▸ **Exercise goal**:
Exactly repeat the material, dropping only the pictures.

▸ **Input data**:
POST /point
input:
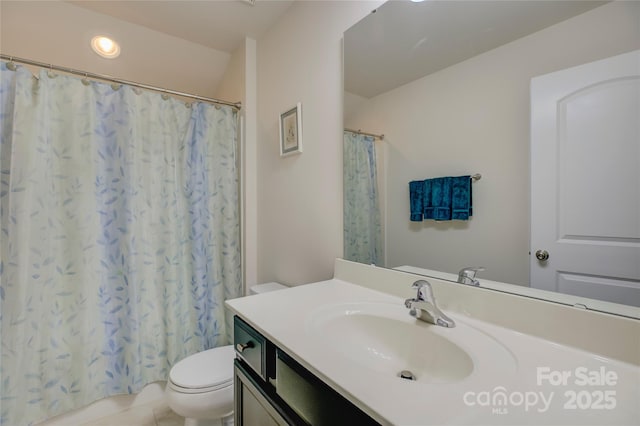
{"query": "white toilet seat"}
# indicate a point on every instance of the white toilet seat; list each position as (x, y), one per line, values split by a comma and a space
(181, 389)
(200, 387)
(204, 371)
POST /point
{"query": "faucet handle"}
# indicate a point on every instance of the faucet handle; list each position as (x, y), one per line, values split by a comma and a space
(470, 271)
(425, 292)
(467, 275)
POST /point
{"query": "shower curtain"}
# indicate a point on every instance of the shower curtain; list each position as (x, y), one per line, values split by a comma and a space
(119, 238)
(363, 241)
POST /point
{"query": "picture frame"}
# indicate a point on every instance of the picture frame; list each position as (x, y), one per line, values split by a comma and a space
(291, 131)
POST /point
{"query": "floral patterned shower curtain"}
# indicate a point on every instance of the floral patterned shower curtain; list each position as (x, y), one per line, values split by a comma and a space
(363, 240)
(119, 238)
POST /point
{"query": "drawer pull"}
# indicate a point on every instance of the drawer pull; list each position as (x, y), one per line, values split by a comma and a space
(240, 347)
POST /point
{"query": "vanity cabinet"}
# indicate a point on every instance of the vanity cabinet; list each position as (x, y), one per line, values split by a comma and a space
(271, 388)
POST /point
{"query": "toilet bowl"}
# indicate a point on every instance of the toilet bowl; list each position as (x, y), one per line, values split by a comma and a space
(200, 387)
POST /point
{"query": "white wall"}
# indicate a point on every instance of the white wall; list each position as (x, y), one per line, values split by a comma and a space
(300, 197)
(59, 33)
(471, 118)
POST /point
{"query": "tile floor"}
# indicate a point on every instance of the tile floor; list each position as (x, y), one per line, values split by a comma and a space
(143, 415)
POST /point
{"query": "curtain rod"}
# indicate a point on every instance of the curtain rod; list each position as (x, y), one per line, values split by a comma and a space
(236, 105)
(360, 132)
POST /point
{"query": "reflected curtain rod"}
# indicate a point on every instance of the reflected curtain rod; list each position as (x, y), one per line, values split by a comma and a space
(236, 105)
(360, 132)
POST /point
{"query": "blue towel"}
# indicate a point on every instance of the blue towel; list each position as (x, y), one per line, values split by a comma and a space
(428, 211)
(440, 208)
(461, 200)
(416, 199)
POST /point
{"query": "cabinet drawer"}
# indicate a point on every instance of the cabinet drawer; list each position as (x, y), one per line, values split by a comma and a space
(250, 346)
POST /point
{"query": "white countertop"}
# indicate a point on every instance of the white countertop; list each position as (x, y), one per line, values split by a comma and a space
(284, 318)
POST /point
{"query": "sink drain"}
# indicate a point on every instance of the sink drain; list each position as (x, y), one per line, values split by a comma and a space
(407, 375)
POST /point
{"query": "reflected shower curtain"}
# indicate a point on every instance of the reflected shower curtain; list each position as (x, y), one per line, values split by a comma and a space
(363, 240)
(119, 238)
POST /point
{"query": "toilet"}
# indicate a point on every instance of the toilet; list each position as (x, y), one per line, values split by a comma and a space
(200, 387)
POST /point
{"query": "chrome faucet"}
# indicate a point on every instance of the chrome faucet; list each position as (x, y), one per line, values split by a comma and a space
(468, 275)
(424, 307)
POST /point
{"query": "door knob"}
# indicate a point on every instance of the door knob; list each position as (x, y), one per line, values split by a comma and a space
(240, 347)
(542, 255)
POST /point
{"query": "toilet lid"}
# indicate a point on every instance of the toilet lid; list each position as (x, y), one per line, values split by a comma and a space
(204, 369)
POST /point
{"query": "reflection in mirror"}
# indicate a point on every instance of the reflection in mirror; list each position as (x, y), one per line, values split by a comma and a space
(462, 87)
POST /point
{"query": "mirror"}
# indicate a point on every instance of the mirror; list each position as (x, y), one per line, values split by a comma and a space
(448, 85)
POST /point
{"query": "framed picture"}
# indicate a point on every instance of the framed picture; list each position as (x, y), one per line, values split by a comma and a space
(291, 131)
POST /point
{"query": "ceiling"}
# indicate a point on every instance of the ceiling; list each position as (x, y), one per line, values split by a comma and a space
(218, 24)
(403, 41)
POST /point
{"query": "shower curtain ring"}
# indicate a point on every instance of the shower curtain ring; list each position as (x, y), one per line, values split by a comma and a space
(11, 66)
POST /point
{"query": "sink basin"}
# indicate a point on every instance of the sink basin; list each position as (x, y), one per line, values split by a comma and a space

▸ **The output**:
POST /point
input:
{"query": "white toilet seat"}
# indicate a point on every instance of the white toilet seat; list each position as (x, y), one per line, values split by a comma and a space
(181, 389)
(200, 387)
(204, 371)
POST /point
{"query": "faucet handle"}
# indicate a point on every instance of the faucet handle; list each position as (x, y), one per line, values split by a comma and a space
(470, 271)
(425, 292)
(467, 275)
POST /point
{"query": "shower curtain"}
# indicate a point on every instance of the shower curtain; list each position as (x, y), one per line, values split by a comma and a space
(119, 238)
(363, 241)
POST /point
{"query": "picture frame"}
# indicate a point on every instance of the picture frame; list each position as (x, y), one per line, values split by a comma and a space
(291, 131)
POST /point
{"query": "floral patterned shower curtain"}
# indicate a point on every instance of the floral patterned shower curtain; list each position as (x, y), one per line, values split by a comma and a space
(363, 240)
(119, 238)
POST /point
{"query": "drawer pull"}
# indicate a point on every instance of the drawer pull; list each position as (x, y), one per line, values split by a comma and a space
(240, 347)
POST /point
{"query": "vanity cabinet"}
# indicate a point on every instance of the vanity cabinet; list each position as (x, y), one per line, values split by a comma and a space
(271, 388)
POST /point
{"query": "toilet bowl"}
# indicate a point on every instance of the toilet bowl; list each position as (x, y), one per line, values split by a comma and a space
(200, 387)
POST /point
{"query": "white wall"}
# indicate a point on every instance of the white wall; list each position as (x, y), one per line, values split by a comma and a space
(300, 197)
(59, 33)
(471, 118)
POST /point
{"query": "tile floor"}
# indicate a point on every instance of the tile floor; list each position as (x, y), one per line, values split by a comma and a space
(143, 415)
POST /point
{"query": "curtain rod"}
# indicate a point on every instance of the curtain rod; list each position as (x, y), one per line, values split by a comma and a space
(236, 105)
(360, 132)
POST /point
{"query": "reflected curtain rod"}
# indicate a point on every instance of the reflected curtain rod; list each position as (x, y), one per line, values split by a comma and a space
(236, 105)
(360, 132)
POST /point
{"query": "blue towel"}
# indicate a point on every instance of the blue towel; list each position as (x, y), one per line, values split by a comma and a space
(428, 211)
(440, 208)
(461, 200)
(416, 199)
POST /point
{"query": "cabinet drawer"}
# indicate a point on every instance of the cabinet drawer; list each position as (x, y), one per line, values split by a comma and a space
(250, 346)
POST /point
{"query": "white countertop"}
# indicate a point on every instance of the white countertop; list each position as (x, y), one per line, values split by a comma and a space
(284, 318)
POST /point
{"query": "sink drain"}
# indicate a point on every instance of the sink drain; list each position as (x, y), one per line, values split by a comma and a space
(407, 375)
POST /point
{"query": "reflected shower curtain"}
# indicate a point on every instance of the reflected shower curtain; list each position as (x, y), one per line, values split by a comma and a space
(363, 240)
(119, 238)
POST /point
{"query": "toilet"}
# indicate a point on every instance of the toilet; list each position as (x, y), one per line, values split by a comma and a space
(200, 387)
POST /point
{"query": "chrome faucet"}
# indicate a point on every instance of the chrome faucet; list each position as (x, y), one per line, values split by a comma and a space
(468, 275)
(424, 307)
POST /point
{"query": "door knob"}
# indicate a point on every instance of the door knob; list each position as (x, y), one per line, values split by a comma and a space
(240, 347)
(542, 255)
POST /point
{"query": "toilet lid"}
# indicate a point on every instance of the toilet lid; list each position as (x, y), one per line, values split by a comma and a space
(204, 369)
POST /point
{"query": "reflection in mirror"}
# indicate a point on every instance of the reflection in mirror; list each position as (x, y), one per line, values split by a comma and a space
(462, 87)
POST /point
{"query": "mirror"}
# indicate a point on every instance of the mirror; list each position as (x, y), one per line, values split by a comma and a space
(448, 85)
POST /point
{"query": "framed picture"}
# indicate a point on every instance of the framed picture; list each position as (x, y), one per line, values split by a comma and a space
(291, 131)
POST /point
{"query": "ceiling"}
# indicate a point on every instance of the ceiling; list each position as (x, y), one per line, values split by a comma and a space
(218, 24)
(403, 41)
POST /point
{"query": "shower curtain ring"}
# indicate a point on every instance of the shower curtain ring; list each position as (x, y), one per line, values split by a comma and a space
(11, 66)
POST /point
{"query": "sink basin"}
# indicate a point on every instance of the sink basin; list each position as (x, y), one per line, values split by a comma and a space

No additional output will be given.